Pull out every line of the records below that contains the word "tree", copying each one in full. Case counts.
# DATASET EXCERPTS start
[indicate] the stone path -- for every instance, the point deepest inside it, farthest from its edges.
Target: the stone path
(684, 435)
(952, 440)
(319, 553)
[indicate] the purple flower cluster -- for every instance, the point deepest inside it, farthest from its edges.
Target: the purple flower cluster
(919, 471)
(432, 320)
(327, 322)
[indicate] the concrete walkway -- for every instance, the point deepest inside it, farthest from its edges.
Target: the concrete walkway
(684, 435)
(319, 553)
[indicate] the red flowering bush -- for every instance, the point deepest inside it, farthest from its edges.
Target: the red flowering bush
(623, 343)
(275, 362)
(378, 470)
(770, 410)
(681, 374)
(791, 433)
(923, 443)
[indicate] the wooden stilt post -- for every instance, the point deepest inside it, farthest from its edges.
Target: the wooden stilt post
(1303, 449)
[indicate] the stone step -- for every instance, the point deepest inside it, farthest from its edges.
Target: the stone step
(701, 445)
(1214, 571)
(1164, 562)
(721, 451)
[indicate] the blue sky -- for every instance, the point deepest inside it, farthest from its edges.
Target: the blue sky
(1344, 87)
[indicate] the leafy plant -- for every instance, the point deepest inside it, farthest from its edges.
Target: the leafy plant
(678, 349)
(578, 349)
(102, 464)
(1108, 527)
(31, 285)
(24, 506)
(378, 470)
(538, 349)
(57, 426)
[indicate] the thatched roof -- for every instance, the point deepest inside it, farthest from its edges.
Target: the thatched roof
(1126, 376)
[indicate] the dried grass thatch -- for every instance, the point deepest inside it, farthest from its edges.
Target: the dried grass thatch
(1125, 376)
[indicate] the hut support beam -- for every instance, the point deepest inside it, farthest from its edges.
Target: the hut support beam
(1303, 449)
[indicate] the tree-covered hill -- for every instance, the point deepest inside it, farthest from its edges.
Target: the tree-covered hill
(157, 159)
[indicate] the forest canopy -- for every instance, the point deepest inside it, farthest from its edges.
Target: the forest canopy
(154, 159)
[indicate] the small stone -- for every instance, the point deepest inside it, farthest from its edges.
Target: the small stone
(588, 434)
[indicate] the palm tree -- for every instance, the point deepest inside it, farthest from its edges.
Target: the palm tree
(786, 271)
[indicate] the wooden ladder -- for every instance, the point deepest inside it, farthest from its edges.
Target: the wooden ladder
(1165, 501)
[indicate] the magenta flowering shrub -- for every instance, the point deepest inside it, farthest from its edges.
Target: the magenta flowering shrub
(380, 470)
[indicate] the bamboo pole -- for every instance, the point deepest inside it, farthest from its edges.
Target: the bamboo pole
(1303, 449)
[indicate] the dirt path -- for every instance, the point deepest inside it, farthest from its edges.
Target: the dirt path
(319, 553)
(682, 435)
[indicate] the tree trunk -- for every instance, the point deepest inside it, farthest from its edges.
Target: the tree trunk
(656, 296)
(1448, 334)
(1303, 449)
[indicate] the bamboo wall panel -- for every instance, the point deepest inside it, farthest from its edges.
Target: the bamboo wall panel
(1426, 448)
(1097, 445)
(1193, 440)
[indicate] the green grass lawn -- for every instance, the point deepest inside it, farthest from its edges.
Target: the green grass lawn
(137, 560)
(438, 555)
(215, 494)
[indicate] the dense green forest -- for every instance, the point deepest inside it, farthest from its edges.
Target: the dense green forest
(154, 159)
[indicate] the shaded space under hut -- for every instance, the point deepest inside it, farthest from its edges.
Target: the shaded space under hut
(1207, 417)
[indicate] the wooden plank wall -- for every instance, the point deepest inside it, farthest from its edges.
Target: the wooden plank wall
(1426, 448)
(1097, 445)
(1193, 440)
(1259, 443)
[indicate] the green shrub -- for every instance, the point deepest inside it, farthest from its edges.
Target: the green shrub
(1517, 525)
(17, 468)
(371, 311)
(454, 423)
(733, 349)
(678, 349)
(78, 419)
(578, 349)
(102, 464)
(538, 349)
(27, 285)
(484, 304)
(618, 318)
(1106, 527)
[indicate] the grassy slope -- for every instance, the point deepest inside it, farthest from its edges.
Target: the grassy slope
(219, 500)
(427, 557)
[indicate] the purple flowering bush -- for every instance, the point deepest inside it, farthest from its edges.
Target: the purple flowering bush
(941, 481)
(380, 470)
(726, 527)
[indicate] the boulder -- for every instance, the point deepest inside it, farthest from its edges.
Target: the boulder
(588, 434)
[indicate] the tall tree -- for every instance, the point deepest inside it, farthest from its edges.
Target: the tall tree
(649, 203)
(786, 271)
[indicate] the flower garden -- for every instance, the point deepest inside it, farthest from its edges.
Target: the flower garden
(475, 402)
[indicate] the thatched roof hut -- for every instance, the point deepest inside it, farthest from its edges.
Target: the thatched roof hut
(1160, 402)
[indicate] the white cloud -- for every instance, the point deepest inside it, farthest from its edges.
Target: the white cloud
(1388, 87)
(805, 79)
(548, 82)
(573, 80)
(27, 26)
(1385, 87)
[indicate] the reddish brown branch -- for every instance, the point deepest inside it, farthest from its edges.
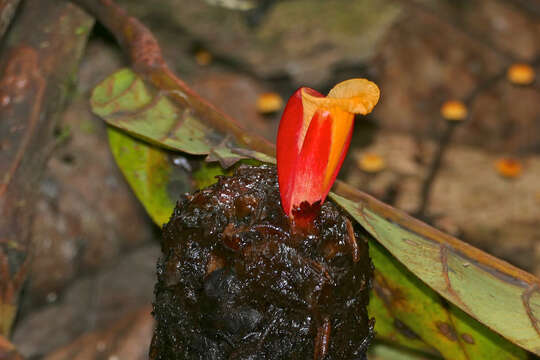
# DATASET EXCERPTS end
* OUTPUT:
[indicate] the tree-covered hill -- for every instance, the point deepest inside it, farthest from its edges.
Target: the tree-covered hill
[indicate] the palm tree -- for every instance, the point deepest inside it, farthest from its edges.
Target: the palm tree
[indicate] the tree trunk -- for every instance, the point deepest inside it, farthest from its edges.
Target: the tree trunk
[indicate] the tall tree -- for every instance, the point deepest inside it, farthest from its edges.
Target: the tall tree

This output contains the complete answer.